_Work to do_.
[1] Reproduce the portion of the essay on urban attitudes toward the rest of the nation that opens with the words containing "But the thing" and closes with "most of yours.)".
[2] Identify every quality that, according to the essay on urban attitudes toward the rest of the nation, residents of large urban areas see themselves as possessing in greater measure than people elsewhere.

_Quoted passage_.
────────────────────

Iowa Is Your Nation:
Let's face it: those of us who live in large urban areas on the various edges of the United States are smug fuckers. We see ourselves as more sophisticated, more intelligent, more in touch than the yahoos who fill the rest of the nation and fuck it up for us. Sure, we have our problems; sure, we have our fights; sure, we have our assholes. In other words, mostly, we're wrong and jerks about it.
But the thing is that we're less wrong about our self-image than people in the middle-sized cities and small towns that fill the nation. For every moment of a town coming together to help out each other after a fire or flood, there's another instance of intolerance or ignorance that poisons the good will. (Note: go ahead, cite shit about NYC, the Ground Zero "mosque," the racism of the cops, we know, we know. Here's the difference: most of us are ashamed of that ignorance, not proud of it, as other places are. Oh, and our crime rate is lower than most of yours.)

────────────────────

_Material_.
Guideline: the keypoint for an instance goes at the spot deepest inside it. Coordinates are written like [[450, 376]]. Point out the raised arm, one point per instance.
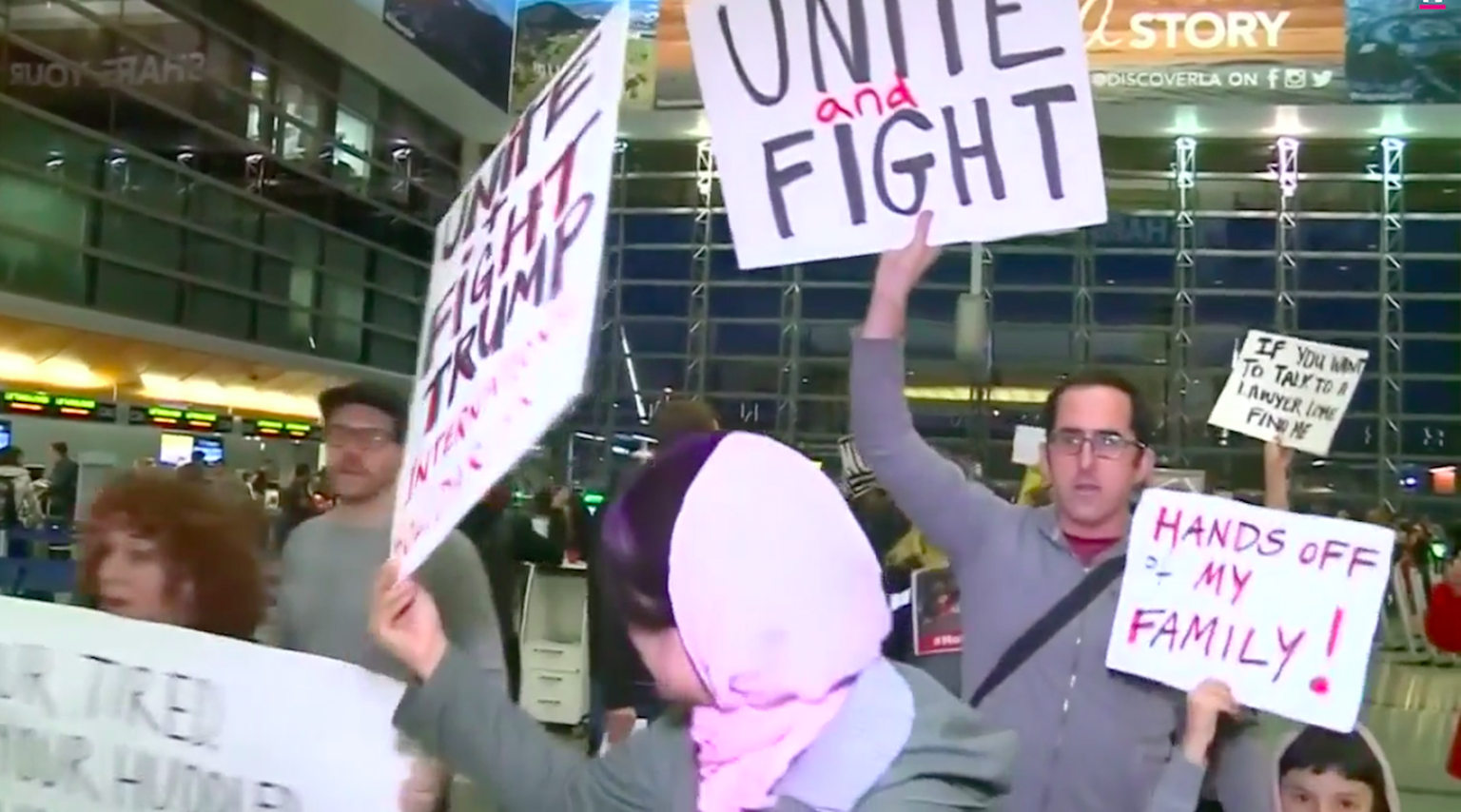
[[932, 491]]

────────────────────

_Outputs in order_.
[1]
But the thing is that we're less wrong about our self-image than people in the middle-sized cities and small towns that fill the nation. For every moment of a town coming together to help out each other after a fire or flood, there's another instance of intolerance or ignorance that poisons the good will. (Note: go ahead, cite shit about NYC, the Ground Zero "mosque," the racism of the cops, we know, we know. Here's the difference: most of us are ashamed of that ignorance, not proud of it, as other places are. Oh, and our crime rate is lower than most of yours.)

[2]
- More sophisticated
- More intelligent
- More in touch